━━ DATA ROWS ━━
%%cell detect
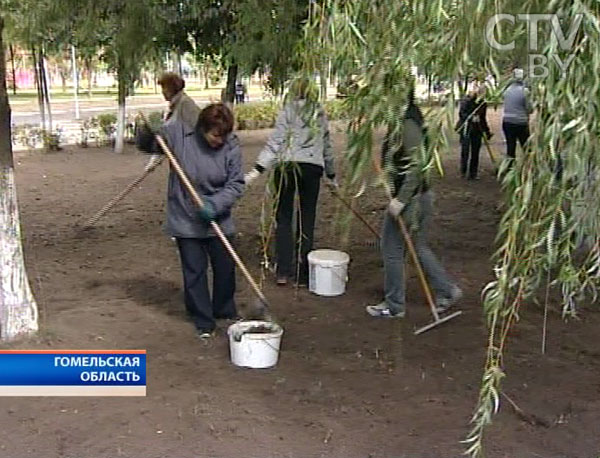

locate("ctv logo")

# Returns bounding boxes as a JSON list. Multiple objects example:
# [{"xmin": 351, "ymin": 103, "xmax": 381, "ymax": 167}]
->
[{"xmin": 485, "ymin": 14, "xmax": 583, "ymax": 78}]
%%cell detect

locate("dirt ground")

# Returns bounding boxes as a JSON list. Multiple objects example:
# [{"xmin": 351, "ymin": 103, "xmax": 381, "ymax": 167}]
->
[{"xmin": 0, "ymin": 112, "xmax": 600, "ymax": 458}]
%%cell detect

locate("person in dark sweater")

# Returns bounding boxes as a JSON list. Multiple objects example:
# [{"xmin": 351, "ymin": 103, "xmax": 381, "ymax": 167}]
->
[
  {"xmin": 366, "ymin": 92, "xmax": 462, "ymax": 318},
  {"xmin": 502, "ymin": 68, "xmax": 533, "ymax": 159},
  {"xmin": 456, "ymin": 85, "xmax": 492, "ymax": 180}
]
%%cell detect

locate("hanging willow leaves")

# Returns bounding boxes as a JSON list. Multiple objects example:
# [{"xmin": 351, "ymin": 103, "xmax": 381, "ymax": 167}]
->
[{"xmin": 298, "ymin": 0, "xmax": 600, "ymax": 457}]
━━━
» WORK TO BE COMPLETED:
Copy out every line of the material above that contains the string "ymax".

» COMPLETED EXERCISE:
# [{"xmin": 351, "ymin": 103, "xmax": 381, "ymax": 167}]
[{"xmin": 485, "ymin": 14, "xmax": 583, "ymax": 78}]
# [{"xmin": 351, "ymin": 103, "xmax": 381, "ymax": 167}]
[{"xmin": 0, "ymin": 112, "xmax": 600, "ymax": 458}]
# [{"xmin": 351, "ymin": 103, "xmax": 381, "ymax": 167}]
  {"xmin": 366, "ymin": 92, "xmax": 462, "ymax": 318},
  {"xmin": 502, "ymin": 68, "xmax": 533, "ymax": 159},
  {"xmin": 456, "ymin": 85, "xmax": 492, "ymax": 180}
# [{"xmin": 351, "ymin": 103, "xmax": 381, "ymax": 167}]
[{"xmin": 298, "ymin": 0, "xmax": 600, "ymax": 457}]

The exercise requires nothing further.